» **Problem to work on**
Copy the lines starting at the one containing "job: outline the white spotted skin" and ending at the last line of the records, character for character.

......

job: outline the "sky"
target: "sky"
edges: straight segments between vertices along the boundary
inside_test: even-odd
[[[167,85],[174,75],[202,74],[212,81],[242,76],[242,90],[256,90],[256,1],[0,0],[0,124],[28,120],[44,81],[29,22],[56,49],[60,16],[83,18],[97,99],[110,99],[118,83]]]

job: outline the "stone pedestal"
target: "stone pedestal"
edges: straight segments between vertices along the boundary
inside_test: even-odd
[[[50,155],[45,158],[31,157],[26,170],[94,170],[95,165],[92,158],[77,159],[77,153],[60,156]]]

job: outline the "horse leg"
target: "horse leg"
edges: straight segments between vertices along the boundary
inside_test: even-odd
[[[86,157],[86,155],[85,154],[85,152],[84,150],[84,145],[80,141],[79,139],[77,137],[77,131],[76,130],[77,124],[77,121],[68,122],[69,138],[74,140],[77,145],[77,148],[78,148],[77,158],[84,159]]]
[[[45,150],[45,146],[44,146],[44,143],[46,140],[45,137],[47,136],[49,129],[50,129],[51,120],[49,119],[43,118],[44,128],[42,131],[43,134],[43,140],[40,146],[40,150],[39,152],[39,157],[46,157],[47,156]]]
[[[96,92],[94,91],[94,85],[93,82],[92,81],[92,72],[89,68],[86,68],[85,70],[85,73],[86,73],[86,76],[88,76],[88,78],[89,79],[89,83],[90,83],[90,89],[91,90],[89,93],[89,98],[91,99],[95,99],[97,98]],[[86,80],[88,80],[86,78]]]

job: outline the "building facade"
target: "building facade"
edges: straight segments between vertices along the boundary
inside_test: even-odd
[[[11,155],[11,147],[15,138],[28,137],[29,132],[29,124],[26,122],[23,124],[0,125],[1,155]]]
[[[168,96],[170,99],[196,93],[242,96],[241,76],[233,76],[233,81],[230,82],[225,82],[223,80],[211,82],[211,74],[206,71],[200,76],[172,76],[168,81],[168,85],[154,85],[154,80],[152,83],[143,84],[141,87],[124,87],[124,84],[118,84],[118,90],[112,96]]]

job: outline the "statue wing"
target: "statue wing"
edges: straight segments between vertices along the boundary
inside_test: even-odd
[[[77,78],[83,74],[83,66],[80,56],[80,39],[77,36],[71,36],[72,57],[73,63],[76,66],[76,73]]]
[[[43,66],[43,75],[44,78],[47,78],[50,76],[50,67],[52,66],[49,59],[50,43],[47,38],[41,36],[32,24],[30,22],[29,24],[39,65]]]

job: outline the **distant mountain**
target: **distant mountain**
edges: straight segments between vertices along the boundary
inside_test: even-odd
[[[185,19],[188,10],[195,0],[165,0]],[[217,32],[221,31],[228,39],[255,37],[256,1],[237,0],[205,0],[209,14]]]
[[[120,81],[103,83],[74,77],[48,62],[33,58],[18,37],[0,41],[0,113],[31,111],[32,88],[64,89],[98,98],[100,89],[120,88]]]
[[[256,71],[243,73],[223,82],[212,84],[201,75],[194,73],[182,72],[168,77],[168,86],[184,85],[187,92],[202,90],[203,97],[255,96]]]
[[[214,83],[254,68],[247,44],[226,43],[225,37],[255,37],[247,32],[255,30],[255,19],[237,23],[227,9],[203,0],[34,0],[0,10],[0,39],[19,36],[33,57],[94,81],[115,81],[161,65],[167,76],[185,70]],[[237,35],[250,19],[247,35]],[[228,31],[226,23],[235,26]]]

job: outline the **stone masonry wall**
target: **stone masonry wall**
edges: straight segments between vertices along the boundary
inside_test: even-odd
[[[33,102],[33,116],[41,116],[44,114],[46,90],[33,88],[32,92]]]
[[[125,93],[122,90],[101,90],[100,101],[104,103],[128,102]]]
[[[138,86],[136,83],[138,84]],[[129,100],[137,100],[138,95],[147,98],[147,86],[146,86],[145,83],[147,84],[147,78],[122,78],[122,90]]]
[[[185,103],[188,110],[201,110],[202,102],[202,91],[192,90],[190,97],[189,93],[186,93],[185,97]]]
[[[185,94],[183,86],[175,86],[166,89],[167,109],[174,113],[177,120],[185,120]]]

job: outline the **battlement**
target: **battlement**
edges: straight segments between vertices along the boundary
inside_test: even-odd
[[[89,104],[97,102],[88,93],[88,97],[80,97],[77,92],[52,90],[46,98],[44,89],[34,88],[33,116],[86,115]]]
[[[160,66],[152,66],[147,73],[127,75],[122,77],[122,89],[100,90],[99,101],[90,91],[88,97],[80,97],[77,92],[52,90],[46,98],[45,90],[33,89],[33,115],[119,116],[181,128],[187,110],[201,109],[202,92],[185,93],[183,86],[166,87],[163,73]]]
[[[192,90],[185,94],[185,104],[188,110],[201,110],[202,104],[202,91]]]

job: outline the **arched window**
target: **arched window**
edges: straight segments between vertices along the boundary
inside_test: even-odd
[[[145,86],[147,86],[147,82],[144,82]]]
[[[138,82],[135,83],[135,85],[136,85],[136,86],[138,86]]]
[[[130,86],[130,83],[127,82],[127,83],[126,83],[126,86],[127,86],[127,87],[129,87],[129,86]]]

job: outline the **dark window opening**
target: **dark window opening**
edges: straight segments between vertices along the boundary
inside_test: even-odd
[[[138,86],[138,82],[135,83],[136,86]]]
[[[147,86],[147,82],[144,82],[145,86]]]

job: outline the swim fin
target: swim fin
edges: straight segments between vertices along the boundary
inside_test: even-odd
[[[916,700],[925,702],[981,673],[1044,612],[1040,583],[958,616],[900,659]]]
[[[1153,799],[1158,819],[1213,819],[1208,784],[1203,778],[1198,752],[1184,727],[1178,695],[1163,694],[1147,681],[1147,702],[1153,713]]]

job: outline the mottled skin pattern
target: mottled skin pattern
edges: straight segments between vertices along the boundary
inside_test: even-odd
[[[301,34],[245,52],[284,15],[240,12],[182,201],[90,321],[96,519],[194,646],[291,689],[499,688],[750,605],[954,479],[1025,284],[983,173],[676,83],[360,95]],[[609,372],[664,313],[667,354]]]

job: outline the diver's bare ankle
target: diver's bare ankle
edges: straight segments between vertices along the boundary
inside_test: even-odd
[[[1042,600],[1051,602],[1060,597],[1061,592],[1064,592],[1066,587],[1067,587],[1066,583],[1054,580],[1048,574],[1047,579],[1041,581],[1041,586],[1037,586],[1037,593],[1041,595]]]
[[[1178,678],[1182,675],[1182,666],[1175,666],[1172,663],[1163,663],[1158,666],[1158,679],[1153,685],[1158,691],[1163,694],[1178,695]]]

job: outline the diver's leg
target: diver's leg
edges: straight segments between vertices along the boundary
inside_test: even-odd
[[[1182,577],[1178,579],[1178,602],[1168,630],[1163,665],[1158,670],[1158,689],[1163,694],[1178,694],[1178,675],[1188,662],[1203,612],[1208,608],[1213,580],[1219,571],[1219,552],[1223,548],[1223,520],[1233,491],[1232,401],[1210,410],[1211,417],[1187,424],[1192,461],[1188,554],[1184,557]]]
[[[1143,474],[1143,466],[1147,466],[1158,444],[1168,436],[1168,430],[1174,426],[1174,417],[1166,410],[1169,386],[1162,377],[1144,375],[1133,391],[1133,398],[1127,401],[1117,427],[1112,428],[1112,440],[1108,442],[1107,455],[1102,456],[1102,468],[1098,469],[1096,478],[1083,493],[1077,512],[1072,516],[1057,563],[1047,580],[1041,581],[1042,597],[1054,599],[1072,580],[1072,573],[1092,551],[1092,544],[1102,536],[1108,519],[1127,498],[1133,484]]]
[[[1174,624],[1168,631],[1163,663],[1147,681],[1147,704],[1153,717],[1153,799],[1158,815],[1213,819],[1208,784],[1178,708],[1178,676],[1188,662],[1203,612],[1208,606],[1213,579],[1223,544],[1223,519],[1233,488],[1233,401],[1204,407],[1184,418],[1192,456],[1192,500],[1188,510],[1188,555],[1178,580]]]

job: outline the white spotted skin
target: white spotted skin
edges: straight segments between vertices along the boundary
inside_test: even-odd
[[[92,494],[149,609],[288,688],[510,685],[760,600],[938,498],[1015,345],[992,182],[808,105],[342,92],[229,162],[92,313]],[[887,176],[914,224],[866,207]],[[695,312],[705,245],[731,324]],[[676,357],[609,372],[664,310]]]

......

» **Worked answer**
job: outline the white spotted skin
target: white spotted skin
edges: straight segments between vertices along the boundary
inside_test: even-odd
[[[92,494],[149,609],[288,688],[510,685],[760,600],[938,498],[1015,345],[992,182],[808,105],[342,92],[229,162],[92,313]],[[887,176],[914,224],[866,207]],[[695,312],[705,245],[731,324]],[[676,357],[609,372],[664,310]]]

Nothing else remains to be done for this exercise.